HOW TO COMPLETE THIS TASK -> Using the entries below, copy out all lines where "clicks" is found.

[Dataset items]
----------

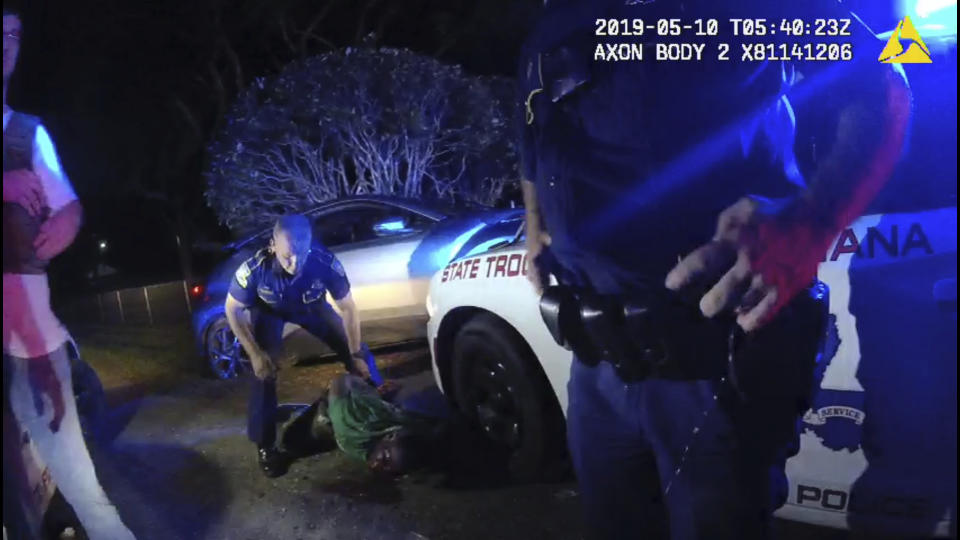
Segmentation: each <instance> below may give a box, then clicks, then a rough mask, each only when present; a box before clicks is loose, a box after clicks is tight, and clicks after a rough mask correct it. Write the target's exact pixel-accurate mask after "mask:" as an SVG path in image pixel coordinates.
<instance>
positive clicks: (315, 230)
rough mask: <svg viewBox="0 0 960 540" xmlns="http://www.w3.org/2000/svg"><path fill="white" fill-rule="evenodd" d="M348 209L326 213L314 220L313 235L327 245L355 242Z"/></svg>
mask: <svg viewBox="0 0 960 540" xmlns="http://www.w3.org/2000/svg"><path fill="white" fill-rule="evenodd" d="M350 218H351V216H350V214H349V212H347V211H346V210H340V211H337V212H332V213H330V214H324V215H322V216H319V217H317V218H315V219H314V220H313V237H314V238H316V239H318V240H320V241H321V242H322V243H323V245H325V246H327V247H336V246H341V245H343V244H349V243H351V242H354V241H355V240H354V234H353V226H352V225H351V223H350Z"/></svg>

----------

ANSWER BELOW ->
Segmentation: each <instance> below may give a box, then clicks, then a rough mask, each only when present; a box before clicks is loose, a box after clicks is tight, and clicks after a rough mask correct it. Write the target's exact pixel-accurate mask after "mask:" as an SVG path in image pixel coordinates.
positive clicks: (315, 230)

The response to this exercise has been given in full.